----- PROVIDED INFORMATION

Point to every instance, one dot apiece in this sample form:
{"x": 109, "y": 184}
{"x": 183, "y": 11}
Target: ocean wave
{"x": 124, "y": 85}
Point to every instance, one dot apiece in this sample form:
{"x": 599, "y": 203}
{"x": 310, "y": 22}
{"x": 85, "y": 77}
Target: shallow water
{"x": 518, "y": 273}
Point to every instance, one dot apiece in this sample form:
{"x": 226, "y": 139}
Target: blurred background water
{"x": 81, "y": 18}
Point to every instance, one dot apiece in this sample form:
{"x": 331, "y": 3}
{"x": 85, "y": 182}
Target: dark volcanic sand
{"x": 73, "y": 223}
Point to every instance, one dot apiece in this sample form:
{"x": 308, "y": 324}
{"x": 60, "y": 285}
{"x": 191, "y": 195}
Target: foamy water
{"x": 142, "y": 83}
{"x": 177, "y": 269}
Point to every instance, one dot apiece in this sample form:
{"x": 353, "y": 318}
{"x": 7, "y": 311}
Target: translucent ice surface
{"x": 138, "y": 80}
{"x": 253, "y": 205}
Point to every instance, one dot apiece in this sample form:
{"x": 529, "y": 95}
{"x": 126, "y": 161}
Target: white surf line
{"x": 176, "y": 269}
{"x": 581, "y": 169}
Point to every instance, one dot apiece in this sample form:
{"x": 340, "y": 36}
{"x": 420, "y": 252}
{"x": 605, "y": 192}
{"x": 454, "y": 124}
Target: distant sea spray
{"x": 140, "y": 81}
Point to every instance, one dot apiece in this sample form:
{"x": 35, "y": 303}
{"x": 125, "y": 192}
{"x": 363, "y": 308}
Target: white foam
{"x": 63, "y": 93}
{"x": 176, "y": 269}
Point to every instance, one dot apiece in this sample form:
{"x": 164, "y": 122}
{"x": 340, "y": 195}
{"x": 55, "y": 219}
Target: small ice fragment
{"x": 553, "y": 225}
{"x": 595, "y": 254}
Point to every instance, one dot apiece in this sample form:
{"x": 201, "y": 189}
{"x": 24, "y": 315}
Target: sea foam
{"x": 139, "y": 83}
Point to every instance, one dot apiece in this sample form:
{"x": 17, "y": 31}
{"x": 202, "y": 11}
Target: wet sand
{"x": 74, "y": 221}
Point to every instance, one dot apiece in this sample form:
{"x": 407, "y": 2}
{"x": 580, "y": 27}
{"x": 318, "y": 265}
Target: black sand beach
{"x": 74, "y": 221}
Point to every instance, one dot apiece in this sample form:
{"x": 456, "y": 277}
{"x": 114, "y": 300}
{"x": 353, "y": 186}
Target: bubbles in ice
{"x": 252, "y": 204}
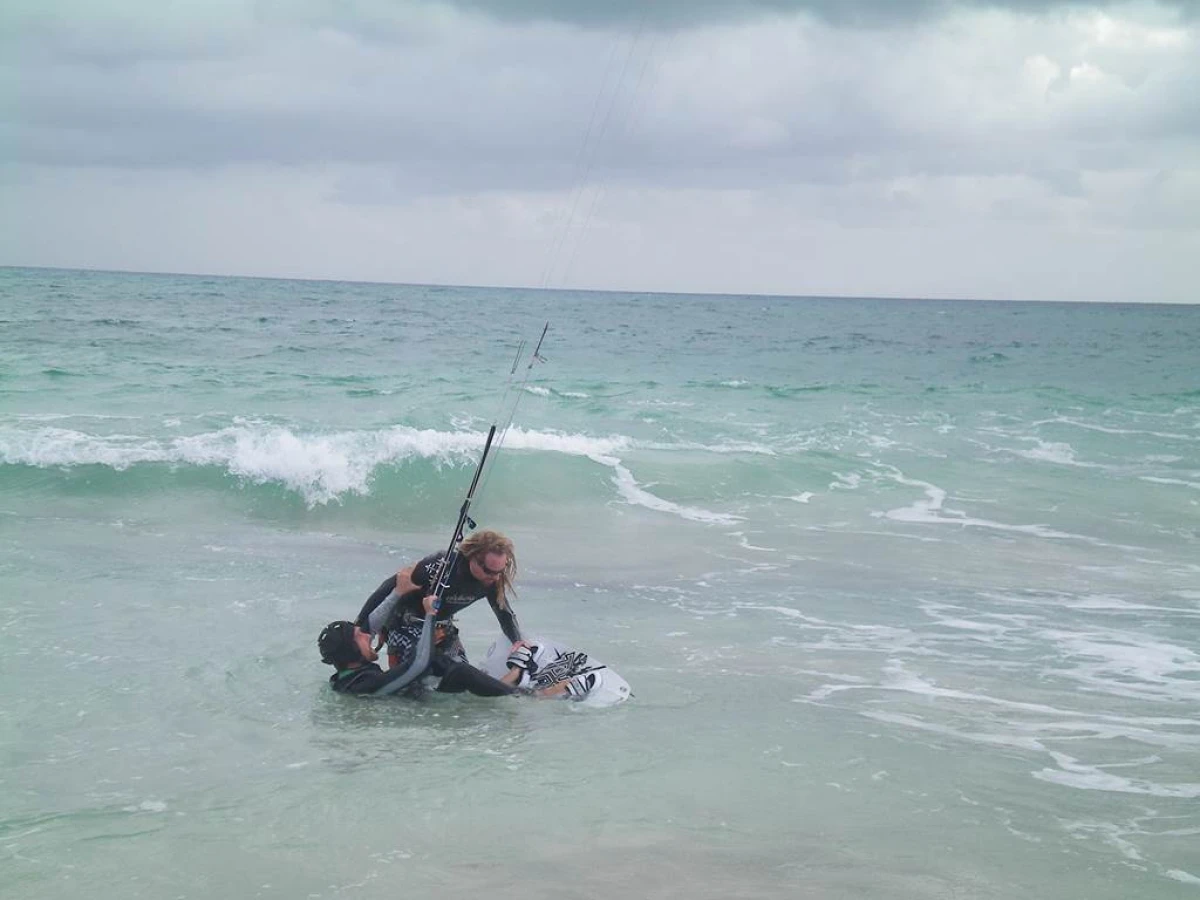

----------

● **WHAT TO PRODUCE**
Without altering a word, return all of the records above and leave out their pictures.

● **OUTPUT OF THE TASK**
Point to every instance, one dot apiece in this sample form:
{"x": 109, "y": 184}
{"x": 183, "y": 11}
Target: ocean wave
{"x": 124, "y": 85}
Point to every instance, one dot apiece in this sample form:
{"x": 599, "y": 203}
{"x": 310, "y": 22}
{"x": 85, "y": 77}
Target: shallow water
{"x": 518, "y": 273}
Point to every instance, one dot apiece in this sample form:
{"x": 226, "y": 139}
Target: blurred background water
{"x": 81, "y": 18}
Point to every instance, one dot apiece in this sample form:
{"x": 331, "y": 3}
{"x": 85, "y": 182}
Target: dark volcanic sand
{"x": 73, "y": 223}
Point to every instance, one dot apiece in this sample form:
{"x": 308, "y": 324}
{"x": 60, "y": 285}
{"x": 191, "y": 195}
Target: foamy water
{"x": 142, "y": 83}
{"x": 177, "y": 269}
Point to every instance, one dot apiece in this sample form:
{"x": 353, "y": 318}
{"x": 7, "y": 311}
Target: translucent ice surface
{"x": 138, "y": 80}
{"x": 253, "y": 205}
Point to every instance, one dot apiece in this sample form:
{"x": 529, "y": 95}
{"x": 126, "y": 161}
Target: white surf line
{"x": 176, "y": 269}
{"x": 581, "y": 169}
Point to every instance, one dot apiece in this sample form:
{"x": 340, "y": 36}
{"x": 420, "y": 252}
{"x": 605, "y": 192}
{"x": 454, "y": 124}
Target: distant sea spray
{"x": 140, "y": 81}
Point to every instance, one dot apiece in this sample form:
{"x": 35, "y": 303}
{"x": 125, "y": 192}
{"x": 363, "y": 308}
Target: white foam
{"x": 63, "y": 93}
{"x": 176, "y": 269}
Point to every instance, one dot apiece in this sample form:
{"x": 164, "y": 122}
{"x": 340, "y": 195}
{"x": 55, "y": 219}
Target: small ice fragment
{"x": 553, "y": 225}
{"x": 595, "y": 254}
Point to every instance, one dot apiece in this sample form:
{"x": 201, "y": 189}
{"x": 24, "y": 315}
Target: sea foam
{"x": 139, "y": 83}
Point to every instance, one dot apiece in this sample form:
{"x": 17, "y": 31}
{"x": 202, "y": 11}
Target: wet sand
{"x": 74, "y": 221}
Point to every instance, one dot apiece in this sample form:
{"x": 407, "y": 2}
{"x": 580, "y": 27}
{"x": 318, "y": 265}
Target: black sand beach
{"x": 74, "y": 221}
Point to every instance, one dot apiece in this sample form:
{"x": 456, "y": 277}
{"x": 114, "y": 300}
{"x": 353, "y": 186}
Target: bubbles in ice
{"x": 252, "y": 204}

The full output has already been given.